Write each line word for word, from the line that contains "Please annotate the black sock" through the last line of the material below.

Extracted data entries:
++++++

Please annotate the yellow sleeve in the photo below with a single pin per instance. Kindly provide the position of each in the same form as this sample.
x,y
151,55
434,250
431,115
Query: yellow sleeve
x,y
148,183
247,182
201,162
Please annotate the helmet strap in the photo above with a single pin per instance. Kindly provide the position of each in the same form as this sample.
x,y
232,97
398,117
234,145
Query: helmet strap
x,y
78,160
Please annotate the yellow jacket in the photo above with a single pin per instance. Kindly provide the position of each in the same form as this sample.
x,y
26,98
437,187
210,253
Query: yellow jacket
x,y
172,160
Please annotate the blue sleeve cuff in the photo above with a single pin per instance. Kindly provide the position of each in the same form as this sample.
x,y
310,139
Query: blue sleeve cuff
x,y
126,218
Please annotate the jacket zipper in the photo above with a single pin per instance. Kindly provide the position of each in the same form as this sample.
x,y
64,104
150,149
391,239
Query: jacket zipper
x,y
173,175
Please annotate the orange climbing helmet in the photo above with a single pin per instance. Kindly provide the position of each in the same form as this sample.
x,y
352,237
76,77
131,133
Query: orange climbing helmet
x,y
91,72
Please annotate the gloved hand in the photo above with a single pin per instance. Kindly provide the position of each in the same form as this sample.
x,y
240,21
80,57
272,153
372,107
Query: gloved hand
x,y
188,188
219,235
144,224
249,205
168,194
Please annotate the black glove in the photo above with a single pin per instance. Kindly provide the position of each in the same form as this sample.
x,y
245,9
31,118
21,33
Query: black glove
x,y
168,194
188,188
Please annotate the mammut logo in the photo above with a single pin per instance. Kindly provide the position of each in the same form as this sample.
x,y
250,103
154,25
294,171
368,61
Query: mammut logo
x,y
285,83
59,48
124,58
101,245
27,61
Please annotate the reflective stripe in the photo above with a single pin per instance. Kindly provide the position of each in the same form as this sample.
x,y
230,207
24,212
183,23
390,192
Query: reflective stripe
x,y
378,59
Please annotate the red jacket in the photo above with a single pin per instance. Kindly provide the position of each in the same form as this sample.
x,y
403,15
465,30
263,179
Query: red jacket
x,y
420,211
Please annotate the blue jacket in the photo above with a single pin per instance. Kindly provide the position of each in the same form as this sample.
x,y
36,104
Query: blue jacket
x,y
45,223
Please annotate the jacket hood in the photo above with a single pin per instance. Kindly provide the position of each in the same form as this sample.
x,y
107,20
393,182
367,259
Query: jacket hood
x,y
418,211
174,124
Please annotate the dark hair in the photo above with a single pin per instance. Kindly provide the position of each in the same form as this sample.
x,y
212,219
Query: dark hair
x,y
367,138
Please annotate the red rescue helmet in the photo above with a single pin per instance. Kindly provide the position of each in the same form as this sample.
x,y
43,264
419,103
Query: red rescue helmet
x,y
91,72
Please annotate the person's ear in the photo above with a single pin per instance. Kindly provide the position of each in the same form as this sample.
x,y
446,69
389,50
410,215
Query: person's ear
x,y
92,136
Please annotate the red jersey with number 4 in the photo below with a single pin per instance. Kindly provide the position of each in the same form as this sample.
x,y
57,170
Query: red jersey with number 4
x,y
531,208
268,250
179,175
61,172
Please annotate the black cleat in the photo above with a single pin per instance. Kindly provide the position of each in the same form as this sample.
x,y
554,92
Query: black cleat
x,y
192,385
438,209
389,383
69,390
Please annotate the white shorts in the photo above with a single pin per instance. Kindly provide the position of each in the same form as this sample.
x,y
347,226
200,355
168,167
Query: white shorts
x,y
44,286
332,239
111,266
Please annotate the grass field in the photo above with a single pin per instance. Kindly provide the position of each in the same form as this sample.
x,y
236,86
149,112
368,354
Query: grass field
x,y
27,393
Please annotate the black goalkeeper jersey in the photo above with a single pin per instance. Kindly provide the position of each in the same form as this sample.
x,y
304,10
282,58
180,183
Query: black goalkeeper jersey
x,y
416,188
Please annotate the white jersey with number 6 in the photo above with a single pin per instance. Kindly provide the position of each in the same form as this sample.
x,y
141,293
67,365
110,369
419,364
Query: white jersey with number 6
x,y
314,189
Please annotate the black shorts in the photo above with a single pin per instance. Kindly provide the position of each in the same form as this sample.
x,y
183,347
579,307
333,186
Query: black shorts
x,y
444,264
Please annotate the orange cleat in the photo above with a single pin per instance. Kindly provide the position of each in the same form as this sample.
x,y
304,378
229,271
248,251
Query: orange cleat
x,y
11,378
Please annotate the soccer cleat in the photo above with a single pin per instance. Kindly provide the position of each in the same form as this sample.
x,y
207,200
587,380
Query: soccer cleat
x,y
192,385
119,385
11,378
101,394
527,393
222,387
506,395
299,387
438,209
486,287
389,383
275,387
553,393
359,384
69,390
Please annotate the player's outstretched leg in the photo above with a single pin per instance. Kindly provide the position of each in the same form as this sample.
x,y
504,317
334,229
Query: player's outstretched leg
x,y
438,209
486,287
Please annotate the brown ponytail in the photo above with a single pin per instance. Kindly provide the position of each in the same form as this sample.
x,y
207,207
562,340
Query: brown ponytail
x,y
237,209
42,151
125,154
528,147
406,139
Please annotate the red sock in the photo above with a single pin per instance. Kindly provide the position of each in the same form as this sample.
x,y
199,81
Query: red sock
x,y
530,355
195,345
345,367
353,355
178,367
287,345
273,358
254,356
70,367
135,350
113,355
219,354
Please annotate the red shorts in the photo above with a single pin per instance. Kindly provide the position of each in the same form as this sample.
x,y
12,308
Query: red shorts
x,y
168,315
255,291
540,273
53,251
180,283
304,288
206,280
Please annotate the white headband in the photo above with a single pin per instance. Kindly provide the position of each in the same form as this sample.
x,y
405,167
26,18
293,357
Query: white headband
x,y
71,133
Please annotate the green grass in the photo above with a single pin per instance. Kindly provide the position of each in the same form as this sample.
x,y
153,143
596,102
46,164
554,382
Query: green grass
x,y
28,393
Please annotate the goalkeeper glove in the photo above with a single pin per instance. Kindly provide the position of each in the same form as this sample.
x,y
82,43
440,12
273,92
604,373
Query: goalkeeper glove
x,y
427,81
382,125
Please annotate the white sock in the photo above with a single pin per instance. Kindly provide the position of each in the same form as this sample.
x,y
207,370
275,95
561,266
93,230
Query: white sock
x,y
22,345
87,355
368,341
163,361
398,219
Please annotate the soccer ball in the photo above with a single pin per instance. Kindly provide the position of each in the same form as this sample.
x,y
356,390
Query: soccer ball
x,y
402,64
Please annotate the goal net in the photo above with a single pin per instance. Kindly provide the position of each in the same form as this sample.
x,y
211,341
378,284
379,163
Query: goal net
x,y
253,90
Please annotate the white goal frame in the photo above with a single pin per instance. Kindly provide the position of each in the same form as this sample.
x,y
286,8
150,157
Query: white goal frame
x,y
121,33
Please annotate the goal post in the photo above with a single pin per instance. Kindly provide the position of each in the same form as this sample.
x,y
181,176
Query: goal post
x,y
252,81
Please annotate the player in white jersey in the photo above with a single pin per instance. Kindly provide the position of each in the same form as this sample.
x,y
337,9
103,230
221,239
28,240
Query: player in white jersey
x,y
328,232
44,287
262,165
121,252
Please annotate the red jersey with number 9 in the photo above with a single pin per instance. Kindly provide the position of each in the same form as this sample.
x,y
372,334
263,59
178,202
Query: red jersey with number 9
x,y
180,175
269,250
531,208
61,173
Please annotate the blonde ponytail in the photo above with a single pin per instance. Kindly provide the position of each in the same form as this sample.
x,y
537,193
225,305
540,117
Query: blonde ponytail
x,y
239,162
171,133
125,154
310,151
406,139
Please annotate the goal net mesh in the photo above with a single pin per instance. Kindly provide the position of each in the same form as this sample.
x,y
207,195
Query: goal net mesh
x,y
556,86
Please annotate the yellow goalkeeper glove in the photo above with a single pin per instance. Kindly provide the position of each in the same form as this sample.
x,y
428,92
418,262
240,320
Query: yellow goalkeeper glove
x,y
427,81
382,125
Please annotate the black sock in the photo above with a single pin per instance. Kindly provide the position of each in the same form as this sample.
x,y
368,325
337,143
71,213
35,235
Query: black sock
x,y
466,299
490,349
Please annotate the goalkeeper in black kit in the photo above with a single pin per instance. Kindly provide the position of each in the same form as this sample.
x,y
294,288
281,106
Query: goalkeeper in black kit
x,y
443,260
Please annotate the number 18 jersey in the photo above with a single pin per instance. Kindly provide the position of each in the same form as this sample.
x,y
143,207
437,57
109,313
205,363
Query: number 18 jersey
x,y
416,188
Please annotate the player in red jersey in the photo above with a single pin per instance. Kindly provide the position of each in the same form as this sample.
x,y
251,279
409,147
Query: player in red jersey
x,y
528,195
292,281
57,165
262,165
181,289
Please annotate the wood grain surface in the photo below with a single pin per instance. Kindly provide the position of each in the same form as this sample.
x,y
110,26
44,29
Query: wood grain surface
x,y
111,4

++++++

OUTPUT OF THE TASK:
Please annotate the black sock in the photo above with a single pin per instance. Kindly provide the position of each in the same form as this sample.
x,y
368,325
337,143
71,213
35,235
Query: black sock
x,y
466,299
490,349
Please annotate the goalkeeper in black kit in the photo above with a single pin per instance. Kindly provide the position of each in the same form as this sample.
x,y
294,288
281,106
Query: goalkeeper in black kit
x,y
443,260
Please annotate the number 18 jersey in the photo above with a single pin per instance. Kindly provide the position of each in the same form as this sample.
x,y
143,207
437,57
109,313
205,363
Query: number 18 jersey
x,y
416,188
Please annotate the player in red jersey in the photo above with a single pin per instance. Kindly provide the position of each in the same form as this sample.
x,y
251,279
409,147
Query: player in red jersey
x,y
528,195
292,281
57,165
262,165
181,289
Please annotate the wood grain surface in the photo below with a single pin per instance. Kindly provide the position of each in the same form as this sample.
x,y
110,26
44,29
Query: wood grain surface
x,y
111,4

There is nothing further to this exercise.